*Task objective:* Extend the Django ORM post about fetching the latest meetup for each language, picking up right after its final comment line.

Imagine we have the Django ORM model Meetup
with the following definition:
class Meetup(models.Model):
language = models.CharField()
speaker = models.CharField()
date = models.DateField(auto_now=True)
I'd like to use a single query to fetch the language, speaker and date for the latest event for each language.
>>> Meetup.objects.create(language='python', speaker='mike')
<Meetup: Meetup object>
>>> Meetup.objects.create(language='python', speaker='ryan')
<Meetup: Meetup object>
>>> Meetup.objects.create(language='node', speaker='noah')
<Meetup: Meetup object>
>>> Meetup.objects.create(language='node', speaker='shawn')
<Meetup: Meetup object>
>>> Meetup.objects.values("language").annotate(latest_date=models.Max("date")).values("language", "speaker", "latest_date")
[
{'speaker': u'mike', 'language': u'python', 'latest_date': ...},
{'speaker': u'ryan', 'language': u'python', 'latest_date': ...},
{'speaker': u'noah', 'language': u'node', 'latest_date': ...},
{'speaker': u'shawn', 'language': u'node', 'latest_date': ...},
]
D'oh! We're getting the latest event, but for the wrong grouping!
It seems like I need a way to GROUP BY
the language
but SELECT
on a different
set of fields?
Update - this sort of query seems fairly easy to express in SQL:
SELECT language, speaker, MAX(date)
FROM app_meetup
GROUP BY language;
I'd love a way to do this without using Django's raw()
- is it possible?
Update 2 - after much searching, it seems there are similar questions on SO:
Update 3 - in the end, with @danihp's help, it seems the best you can do is two queries. I've used the following approach:
# Abuse the fact that the latest Meetup always has a higher PK to build
# a ValuesList of the latest Meetups grouped by "language".

*Record list:*

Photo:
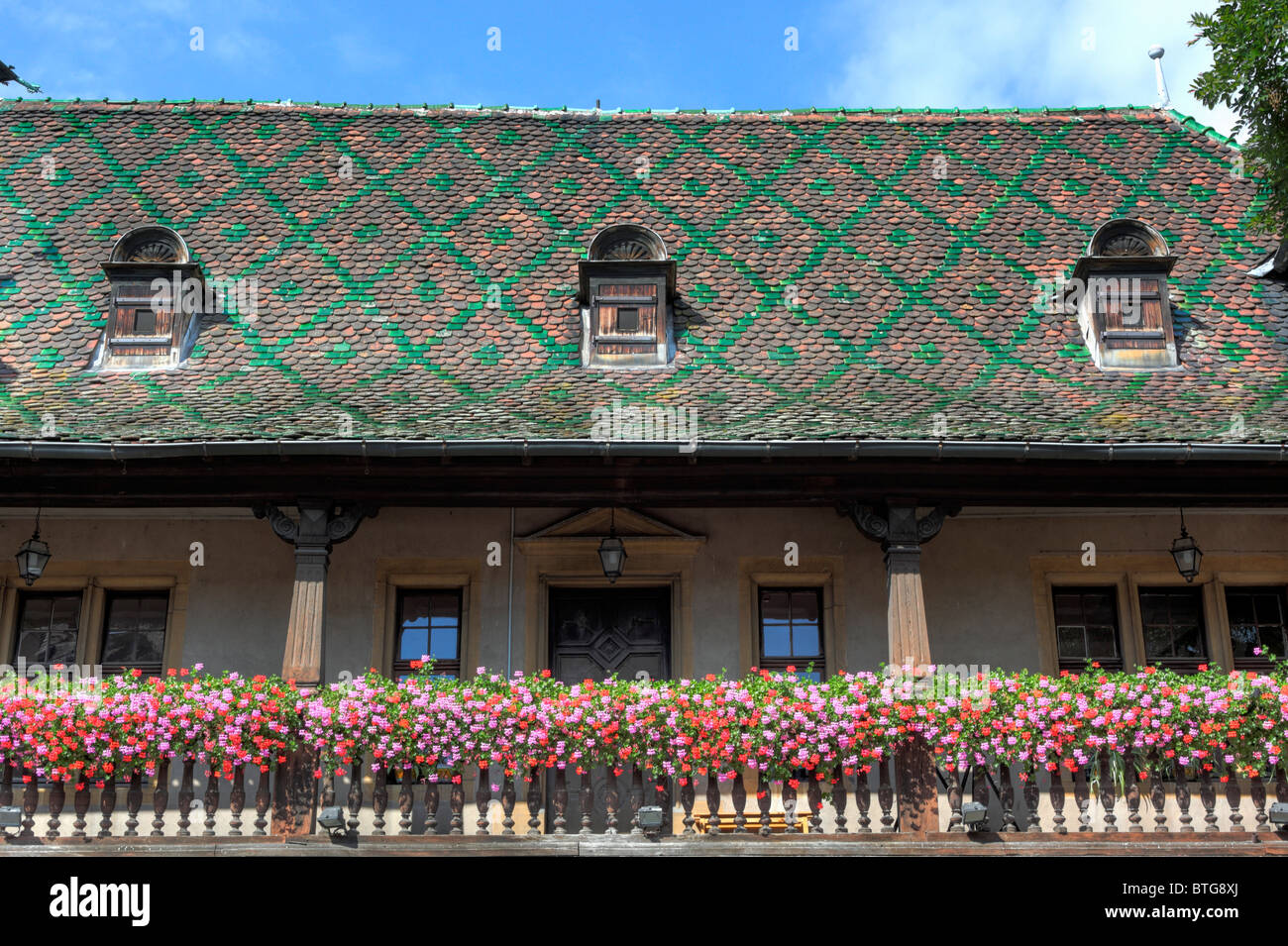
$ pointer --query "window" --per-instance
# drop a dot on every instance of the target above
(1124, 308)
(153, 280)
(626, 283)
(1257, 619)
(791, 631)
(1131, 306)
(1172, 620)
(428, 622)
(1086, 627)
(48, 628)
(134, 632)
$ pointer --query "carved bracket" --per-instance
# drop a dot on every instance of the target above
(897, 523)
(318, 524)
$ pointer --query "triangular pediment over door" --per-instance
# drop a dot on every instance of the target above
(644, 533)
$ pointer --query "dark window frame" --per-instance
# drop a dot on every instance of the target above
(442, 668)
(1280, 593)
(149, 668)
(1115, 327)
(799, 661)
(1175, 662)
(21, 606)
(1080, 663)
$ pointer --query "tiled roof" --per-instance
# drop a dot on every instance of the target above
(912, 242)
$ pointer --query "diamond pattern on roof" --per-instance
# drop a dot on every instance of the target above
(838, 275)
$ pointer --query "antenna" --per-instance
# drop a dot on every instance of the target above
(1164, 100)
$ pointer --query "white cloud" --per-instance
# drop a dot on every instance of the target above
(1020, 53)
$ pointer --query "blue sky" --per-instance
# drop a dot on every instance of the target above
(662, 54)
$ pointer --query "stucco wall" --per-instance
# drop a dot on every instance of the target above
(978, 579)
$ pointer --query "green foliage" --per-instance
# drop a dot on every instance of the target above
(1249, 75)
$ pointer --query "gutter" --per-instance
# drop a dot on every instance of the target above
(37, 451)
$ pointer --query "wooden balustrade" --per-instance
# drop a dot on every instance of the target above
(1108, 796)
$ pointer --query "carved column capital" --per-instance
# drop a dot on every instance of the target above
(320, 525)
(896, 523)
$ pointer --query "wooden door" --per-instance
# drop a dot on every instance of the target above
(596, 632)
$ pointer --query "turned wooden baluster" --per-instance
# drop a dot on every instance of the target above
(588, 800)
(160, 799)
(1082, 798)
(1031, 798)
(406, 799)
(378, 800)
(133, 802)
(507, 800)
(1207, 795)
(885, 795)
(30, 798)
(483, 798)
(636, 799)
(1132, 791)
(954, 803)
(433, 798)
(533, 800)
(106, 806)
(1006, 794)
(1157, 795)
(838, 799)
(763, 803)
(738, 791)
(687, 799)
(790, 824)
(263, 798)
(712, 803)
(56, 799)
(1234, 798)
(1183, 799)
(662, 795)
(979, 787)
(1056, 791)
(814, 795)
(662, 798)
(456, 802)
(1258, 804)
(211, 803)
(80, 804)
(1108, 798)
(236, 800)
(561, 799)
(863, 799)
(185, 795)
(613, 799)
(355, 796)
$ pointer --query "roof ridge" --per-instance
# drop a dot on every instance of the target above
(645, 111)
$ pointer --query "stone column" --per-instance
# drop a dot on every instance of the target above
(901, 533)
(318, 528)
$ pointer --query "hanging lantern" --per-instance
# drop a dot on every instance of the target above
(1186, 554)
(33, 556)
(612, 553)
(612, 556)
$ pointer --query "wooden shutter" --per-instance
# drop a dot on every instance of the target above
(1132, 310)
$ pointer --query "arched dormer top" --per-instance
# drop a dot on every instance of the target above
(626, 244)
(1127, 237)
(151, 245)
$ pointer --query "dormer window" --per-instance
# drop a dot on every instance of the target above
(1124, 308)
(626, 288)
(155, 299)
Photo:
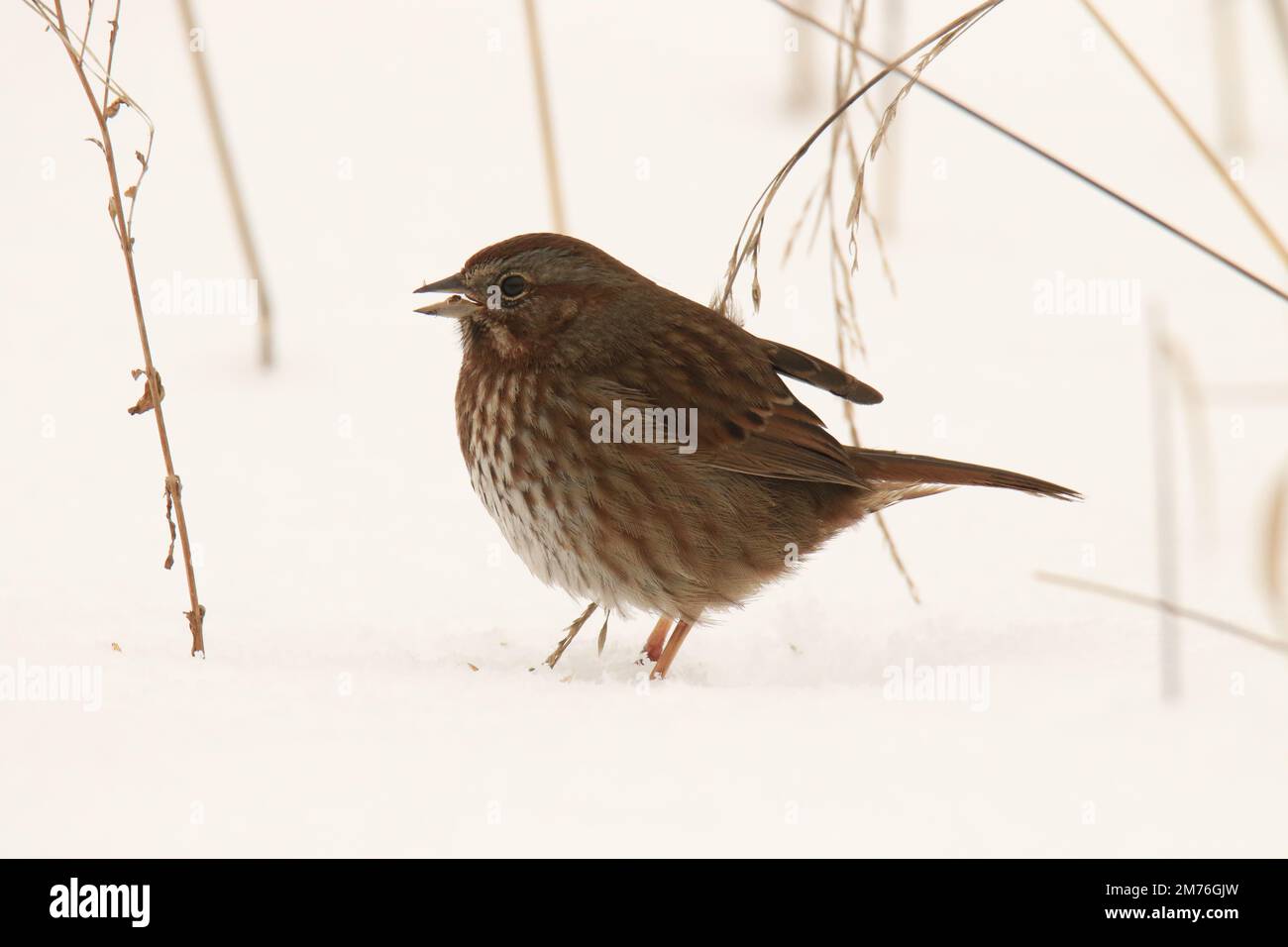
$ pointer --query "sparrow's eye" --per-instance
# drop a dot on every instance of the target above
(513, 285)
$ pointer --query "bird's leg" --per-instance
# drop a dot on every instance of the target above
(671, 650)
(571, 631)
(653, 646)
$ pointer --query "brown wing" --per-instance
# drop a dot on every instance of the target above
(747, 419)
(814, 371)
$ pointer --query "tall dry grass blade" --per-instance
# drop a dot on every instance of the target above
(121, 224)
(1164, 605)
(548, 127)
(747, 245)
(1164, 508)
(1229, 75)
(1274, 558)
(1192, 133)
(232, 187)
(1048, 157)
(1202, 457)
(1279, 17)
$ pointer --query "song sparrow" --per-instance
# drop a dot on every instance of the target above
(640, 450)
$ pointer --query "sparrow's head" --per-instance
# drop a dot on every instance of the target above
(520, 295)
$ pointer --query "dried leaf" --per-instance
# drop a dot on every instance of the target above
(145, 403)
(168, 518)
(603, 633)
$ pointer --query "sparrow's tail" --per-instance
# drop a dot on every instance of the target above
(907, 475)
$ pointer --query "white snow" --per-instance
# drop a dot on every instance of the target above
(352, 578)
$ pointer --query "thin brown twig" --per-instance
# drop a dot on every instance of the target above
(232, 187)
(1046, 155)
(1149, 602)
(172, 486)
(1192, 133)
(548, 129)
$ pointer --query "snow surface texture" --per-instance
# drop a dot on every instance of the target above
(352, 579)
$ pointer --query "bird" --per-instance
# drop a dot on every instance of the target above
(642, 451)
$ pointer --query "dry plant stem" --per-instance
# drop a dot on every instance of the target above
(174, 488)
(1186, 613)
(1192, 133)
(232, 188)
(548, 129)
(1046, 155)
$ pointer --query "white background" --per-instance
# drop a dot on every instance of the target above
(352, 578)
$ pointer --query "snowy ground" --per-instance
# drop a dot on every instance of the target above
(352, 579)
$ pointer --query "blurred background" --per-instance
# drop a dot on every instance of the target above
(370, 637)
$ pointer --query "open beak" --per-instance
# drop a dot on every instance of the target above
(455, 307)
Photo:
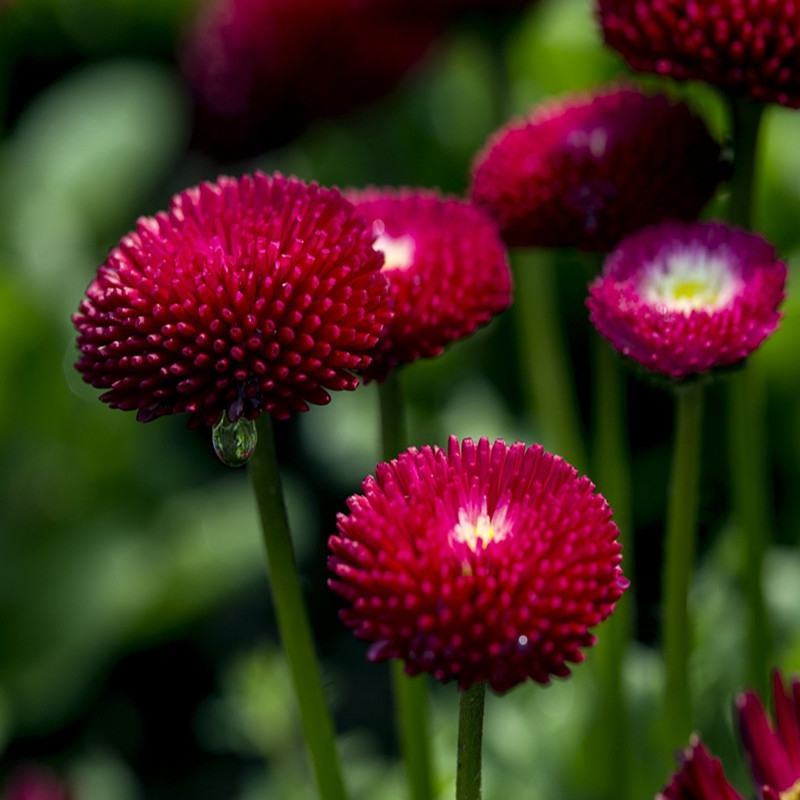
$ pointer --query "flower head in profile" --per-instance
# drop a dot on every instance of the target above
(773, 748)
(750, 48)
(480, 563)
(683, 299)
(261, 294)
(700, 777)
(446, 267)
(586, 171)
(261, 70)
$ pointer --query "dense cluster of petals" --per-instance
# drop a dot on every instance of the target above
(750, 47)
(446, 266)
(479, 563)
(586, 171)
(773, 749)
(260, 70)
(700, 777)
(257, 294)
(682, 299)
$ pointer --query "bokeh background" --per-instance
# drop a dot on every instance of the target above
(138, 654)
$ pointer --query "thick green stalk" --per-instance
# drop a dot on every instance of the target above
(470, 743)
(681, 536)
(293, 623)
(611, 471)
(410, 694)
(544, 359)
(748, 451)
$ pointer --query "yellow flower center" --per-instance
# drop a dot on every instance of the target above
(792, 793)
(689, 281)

*Solved exercise:*
latest_meetup_pks = (Meetup.objects.values("language")
.annotate(latest_pk=Max("pk"))
.values_list("latest_pk", flat=True))
# Use a second query to grab those latest Meetups!
Meetup.objects.filter(pk__in=latest_meetup_pks)
This question is a follow up to my previous question:
This is the kind of queries that are easy to explain but hard to write. If this be SQL I will suggest to you a CTE filtered query with row rank over partition by language ordered by date ( desc )
But this is not SQL, this is django query api. Easy way is to do a query for each language:
languages = Meetup.objects.values("language", flat = True).distinct.order_by()
last_by_language = [ Meetup
.objects
.filter( language = l )
.latest( 'date' )
for l in languages
]
This crash if some language don't has meetings. The other approach is to get all max data for each language:
last_dates = ( Meetup
.objects
.values("language")
.annotate(ldate=models.Max("date"))
.order_by() )
q= reduce(lambda q,meetup:
q | ( Q( language = meetup["language"] ) & Q( date = meetup["ldate"] ) ),
last_dates, Q())
your_query = Meetup.objects.filter(q)
Perhaps someone can explain how to do it in a single query without raw sql.
Edited due OP comment
You are looking for:
"SELECT language, speaker, MAX(date) FROM app_meetup GROUP BY language"
Not all rdbms supports this expression, because all fields that are not enclosed into aggregated functions on select clause should appear on group by clause. In your case, speaker
is on select clause (without aggregated function) but not appear in group by.
In mysql they are not guaranties than showed result speaker
was that match with max date. Because this, we are not facing a easy query.
Quoting MySQL docs:
In standard SQL, a query that includes a GROUP BY clause cannot refer to nonaggregated columns in the select list that are not named in the GROUP BY clause...However, this is useful primarily when all values in each nonaggregated column not named in the GROUP BY are the same for each group.
The most close query to match your requirements is:
Reults = ( Meetup
.objects
.values("language","speaker")
.annotate(ldate=models.Max("date"))
.order_by() )